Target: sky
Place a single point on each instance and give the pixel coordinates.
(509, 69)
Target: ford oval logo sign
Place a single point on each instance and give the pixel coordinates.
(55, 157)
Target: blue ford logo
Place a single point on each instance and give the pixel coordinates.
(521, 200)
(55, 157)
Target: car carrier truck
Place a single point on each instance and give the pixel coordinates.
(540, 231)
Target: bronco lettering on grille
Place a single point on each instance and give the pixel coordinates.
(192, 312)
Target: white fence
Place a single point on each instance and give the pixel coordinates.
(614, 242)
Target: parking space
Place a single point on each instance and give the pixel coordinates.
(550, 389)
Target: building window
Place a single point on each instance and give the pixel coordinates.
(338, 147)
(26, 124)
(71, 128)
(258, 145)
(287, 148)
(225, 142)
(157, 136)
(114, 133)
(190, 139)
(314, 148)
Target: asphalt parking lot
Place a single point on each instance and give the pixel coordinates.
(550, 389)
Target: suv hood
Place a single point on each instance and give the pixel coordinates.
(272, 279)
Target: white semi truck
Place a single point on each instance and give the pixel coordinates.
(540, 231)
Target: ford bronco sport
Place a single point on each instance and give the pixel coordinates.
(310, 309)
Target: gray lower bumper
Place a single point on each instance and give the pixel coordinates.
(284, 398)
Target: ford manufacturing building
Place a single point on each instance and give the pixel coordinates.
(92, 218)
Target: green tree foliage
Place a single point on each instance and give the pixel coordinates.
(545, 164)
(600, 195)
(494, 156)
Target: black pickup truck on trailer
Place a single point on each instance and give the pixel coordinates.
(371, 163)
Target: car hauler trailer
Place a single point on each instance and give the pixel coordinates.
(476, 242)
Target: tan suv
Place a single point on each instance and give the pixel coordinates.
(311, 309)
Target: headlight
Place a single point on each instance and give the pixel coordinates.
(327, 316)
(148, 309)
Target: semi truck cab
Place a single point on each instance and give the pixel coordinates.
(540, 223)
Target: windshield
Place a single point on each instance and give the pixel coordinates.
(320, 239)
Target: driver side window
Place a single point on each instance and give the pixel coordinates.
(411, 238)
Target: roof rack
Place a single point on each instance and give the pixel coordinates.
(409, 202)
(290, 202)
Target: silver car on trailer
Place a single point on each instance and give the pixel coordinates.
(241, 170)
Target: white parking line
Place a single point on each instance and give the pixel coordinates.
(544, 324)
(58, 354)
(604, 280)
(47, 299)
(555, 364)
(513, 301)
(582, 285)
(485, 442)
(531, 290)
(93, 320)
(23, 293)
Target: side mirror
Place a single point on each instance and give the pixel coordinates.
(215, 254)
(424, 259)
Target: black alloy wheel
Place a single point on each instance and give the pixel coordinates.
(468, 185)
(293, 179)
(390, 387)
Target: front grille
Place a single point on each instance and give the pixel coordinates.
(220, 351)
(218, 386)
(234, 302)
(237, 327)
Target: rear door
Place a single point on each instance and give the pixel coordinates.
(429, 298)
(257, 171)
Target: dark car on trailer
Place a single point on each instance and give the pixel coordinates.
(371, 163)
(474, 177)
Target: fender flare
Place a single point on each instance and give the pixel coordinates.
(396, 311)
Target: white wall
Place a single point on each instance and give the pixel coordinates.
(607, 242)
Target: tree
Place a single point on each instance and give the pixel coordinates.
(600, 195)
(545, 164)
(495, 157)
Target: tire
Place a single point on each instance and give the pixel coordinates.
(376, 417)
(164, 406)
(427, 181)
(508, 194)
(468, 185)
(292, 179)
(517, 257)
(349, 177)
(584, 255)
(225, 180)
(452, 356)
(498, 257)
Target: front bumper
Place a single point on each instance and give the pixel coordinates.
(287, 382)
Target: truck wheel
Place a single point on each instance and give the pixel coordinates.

★ ★ ★

▸ BRIEF
Return the lines beginning at the one that contains "Target: silver car on trailer" and continuing through the last line of the data, exactly as they stand and without any others.

▸ ANSWER IN FULL
Target: silver car on trailer
Place a single point on each instance and give the pixel coordinates.
(241, 170)
Target: white parking line
Place a single point on each instance and give the pixel coordinates.
(544, 324)
(58, 354)
(604, 280)
(47, 299)
(555, 364)
(513, 301)
(582, 285)
(485, 442)
(531, 290)
(93, 320)
(23, 293)
Target: side mirror
Place a single point on each instance and give the pixel coordinates.
(215, 254)
(424, 259)
Target: black alloy wheel
Place a single point on each instance and give the pixel coordinates.
(468, 185)
(293, 179)
(390, 387)
Target: front grille
Place a single point on each instance and give the pixel coordinates.
(220, 351)
(218, 386)
(234, 302)
(237, 327)
Target: rear door
Place a single point on each instance and give the pixel coordinates.
(429, 298)
(257, 171)
Target: dark car on trailer
Place a single point on each instance and give the pixel coordinates.
(371, 163)
(474, 177)
Target: fender flare
Place a single point on each instance and give the pixel coordinates.
(396, 311)
Target: white wall
Place a single point on each instance and give the pixel coordinates.
(607, 242)
Target: tree
Place a single point on each instance and give the pixel coordinates.
(600, 195)
(545, 164)
(495, 157)
Target: tire
Place a single point on each instance and give the pixel coordinates.
(376, 417)
(164, 406)
(427, 181)
(508, 194)
(468, 185)
(292, 179)
(517, 257)
(349, 177)
(584, 255)
(225, 180)
(452, 356)
(498, 257)
Target: front bumper
Place a single point on each instance and give the pixel coordinates.
(287, 382)
Target: truck wheel
Place a single point on each instance and give the pixel coordinates.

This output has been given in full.